都市伝説?真実?「更年期」の俗説を検証

40代、そろそろ「更年期」が気になって・・・という人も多いのでは。40歳へのカウントダウンが始まった私もその1人です。誰しも迎えるこの時期をなるべく快適に過ごして、次なるステージにソフトランディングにはどうすればよいか、メノポーズ(更年期)カウンセラーでもある筆者と考えていきましょう。

更年期イメージ写真2

さて、更年期には誤解も多いよう。そのベスト3がこれ。

①産後に無理をすると更年期症状が重くなる

②更年期は誰しもつらくてどうしようもない状況になる

③時期が過ぎるのを待つしかない

 

そもそも更年期とは、いつでしょう? 簡単にいうと閉経の前後5年間。日本人女性の平均閉経年齢は50歳なので、およそ45歳から55歳が「更年期」です。つまりは妊娠出産できる「性成熟期」から、妊娠出産できなくなる「高齢期」へ移行する期間で、個人差はありますが、誰にも訪れます。

この期間に起こるいろいろな不定愁訴が「更年期症状」。ほてりやのぼせ、動悸、腰痛や関節通、頭痛やめまいや耳鳴りといった身体的なものから、不安や不眠、情緒不安定、意欲低下といった精神的なものまで、その症状は200〜300種類ともいわれます。私たちを漠たる不安に包んでいるのはまさに、どんな不調がどの程度押し寄せるかわからないことではないでしょうか。

これらの更年期症状は、卵巣機能が衰えて女性ホルモンが分泌できなくなるために起こります。脳が「女性ホルモンを出せ」と司令を出しても、卵巣がそれに応えて分泌することができなくなるのです。脳はますます司令を出しますが、女性ホルモンは一向に分泌されず、体と脳が不調和の状態に。そのためあちこちに症状が現れるわけです。

更年期の基本的なことはこのぐらいにして、冒頭の誤解ベスト3を検証します!

誤解①産後に無理をすると更年期症状が重くなる。
────────────────────
課題内容: 本文では、日本人女性の平均閉経年齢は何歳とされていますか。 本文の記述のみを根拠としてください。
────────────────────
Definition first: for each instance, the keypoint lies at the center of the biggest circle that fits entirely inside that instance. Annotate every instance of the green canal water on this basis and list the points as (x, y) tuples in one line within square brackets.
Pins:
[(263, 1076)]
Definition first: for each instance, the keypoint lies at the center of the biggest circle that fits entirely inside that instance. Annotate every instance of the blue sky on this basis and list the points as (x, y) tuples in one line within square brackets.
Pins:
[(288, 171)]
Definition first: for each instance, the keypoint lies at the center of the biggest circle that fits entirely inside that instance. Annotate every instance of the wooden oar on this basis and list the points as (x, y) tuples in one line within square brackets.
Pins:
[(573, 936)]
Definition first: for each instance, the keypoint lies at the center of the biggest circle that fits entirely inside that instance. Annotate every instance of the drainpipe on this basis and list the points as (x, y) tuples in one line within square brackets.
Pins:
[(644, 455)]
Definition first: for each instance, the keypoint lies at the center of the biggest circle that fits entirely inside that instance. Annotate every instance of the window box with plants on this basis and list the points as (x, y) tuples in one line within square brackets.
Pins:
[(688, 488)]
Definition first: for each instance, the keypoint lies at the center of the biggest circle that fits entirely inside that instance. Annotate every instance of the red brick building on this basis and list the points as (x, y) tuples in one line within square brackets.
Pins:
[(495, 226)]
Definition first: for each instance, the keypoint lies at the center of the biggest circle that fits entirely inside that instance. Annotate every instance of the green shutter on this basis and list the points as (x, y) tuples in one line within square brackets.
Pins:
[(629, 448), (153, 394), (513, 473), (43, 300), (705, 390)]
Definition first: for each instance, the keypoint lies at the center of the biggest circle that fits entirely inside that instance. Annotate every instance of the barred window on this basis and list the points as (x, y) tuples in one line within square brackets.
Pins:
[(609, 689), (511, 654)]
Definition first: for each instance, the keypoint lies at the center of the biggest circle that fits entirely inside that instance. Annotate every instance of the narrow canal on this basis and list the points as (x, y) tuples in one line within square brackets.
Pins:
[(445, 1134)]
────────────────────
解答: 50歳です。